> [Work to be completed]
Substitute "image" for "photograph" throughout the records below and write them out again with nothing else changed. Leave the pictures out.

Records from a data collection:
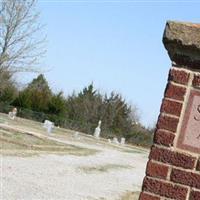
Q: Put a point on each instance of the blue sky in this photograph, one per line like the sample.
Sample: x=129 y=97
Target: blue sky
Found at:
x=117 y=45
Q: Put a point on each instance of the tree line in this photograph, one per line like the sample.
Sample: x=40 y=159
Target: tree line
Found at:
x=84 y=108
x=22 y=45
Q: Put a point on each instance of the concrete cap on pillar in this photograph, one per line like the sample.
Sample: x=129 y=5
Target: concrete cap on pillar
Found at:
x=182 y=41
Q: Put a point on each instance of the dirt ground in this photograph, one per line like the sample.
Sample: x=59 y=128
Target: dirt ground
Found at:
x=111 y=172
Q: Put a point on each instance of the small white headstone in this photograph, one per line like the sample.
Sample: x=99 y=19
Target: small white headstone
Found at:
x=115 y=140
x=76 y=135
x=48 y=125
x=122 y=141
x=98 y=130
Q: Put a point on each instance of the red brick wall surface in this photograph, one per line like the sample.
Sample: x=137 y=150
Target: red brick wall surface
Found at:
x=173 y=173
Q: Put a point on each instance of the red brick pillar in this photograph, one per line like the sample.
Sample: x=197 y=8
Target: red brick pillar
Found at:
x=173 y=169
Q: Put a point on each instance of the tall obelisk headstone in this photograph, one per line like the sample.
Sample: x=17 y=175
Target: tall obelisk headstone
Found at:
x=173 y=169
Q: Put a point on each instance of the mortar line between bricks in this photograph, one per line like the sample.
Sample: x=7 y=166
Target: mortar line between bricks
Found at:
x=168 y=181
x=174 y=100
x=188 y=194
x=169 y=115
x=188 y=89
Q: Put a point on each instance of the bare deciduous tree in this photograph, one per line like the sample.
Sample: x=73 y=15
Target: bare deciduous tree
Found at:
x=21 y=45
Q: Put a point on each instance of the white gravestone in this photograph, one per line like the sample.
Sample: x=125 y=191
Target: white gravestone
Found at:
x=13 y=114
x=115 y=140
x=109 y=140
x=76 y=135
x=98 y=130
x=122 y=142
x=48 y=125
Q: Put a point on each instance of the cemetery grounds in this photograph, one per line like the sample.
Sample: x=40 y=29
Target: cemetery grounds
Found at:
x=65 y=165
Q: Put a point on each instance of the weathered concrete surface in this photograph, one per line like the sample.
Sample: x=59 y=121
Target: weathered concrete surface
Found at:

> [Task result]
Q: Put a point on each instance of the blue sky in this image, one per line like the sample.
Sample: x=129 y=97
Target: blue sky
Found at:
x=117 y=45
Q: Put a point on each instance of the tree line in this image, one per line like the sample.
Sample: x=40 y=159
Target: tree line
Found at:
x=84 y=108
x=22 y=45
Q: Put a point on each instance of the concrete cap on pillar in this image, one per line like the sample.
Sample: x=129 y=5
Target: concrete cap on pillar
Found at:
x=182 y=41
Q: Put a point on each instance of the dirt ground in this image, one per line like the sample.
Sample: x=59 y=128
Target: dirt ground
Found at:
x=111 y=172
Q: Put a point on each instance of the small white headstone in this image, one per line like the sample.
Sample: x=99 y=19
Target: small white headstone
Found at:
x=115 y=140
x=76 y=135
x=48 y=125
x=122 y=141
x=98 y=130
Q: Put a point on each instance of the red brick wall surface in this image, one per line like the sample.
Sample: x=137 y=150
Target: red brick wall surface
Found at:
x=173 y=173
Q: Put a point on each instance of the red brick pillar in this image, one per line like the sample.
Sample: x=197 y=8
Target: red brick pillar
Found at:
x=173 y=169
Q: Put a point on each instance of the tall obelisk headstone in this image, one per line like the sample.
Sample: x=17 y=175
Target: tall obelisk headstone
Found at:
x=173 y=169
Q: Put a point on each instance of the mortar line between bricks in this image, one per line like the sample.
Sample: x=7 y=166
Target: mortar line between bricks
Found at:
x=168 y=181
x=174 y=100
x=188 y=194
x=169 y=115
x=188 y=89
Q: Put a point on each instance of the bare deciduous tree in this image, one per line like the sample.
Sample: x=73 y=15
Target: bare deciduous tree
Found at:
x=21 y=45
Q: Put a point on each instance of the white gravestone in this image, one per line like the sample.
Sample: x=125 y=191
Target: white gravestone
Found at:
x=13 y=114
x=115 y=140
x=109 y=140
x=76 y=135
x=98 y=130
x=122 y=142
x=48 y=125
Q: Put a point on each instance of the cemetery grounds in this image, one per line like the sample.
Sample: x=40 y=29
Target: cemetery grounds
Found at:
x=65 y=165
Q: Put a point on each instance of the weathered concrete surface in this image, one per line like the sample.
Sample: x=59 y=121
Target: weathered concrete surface
Found at:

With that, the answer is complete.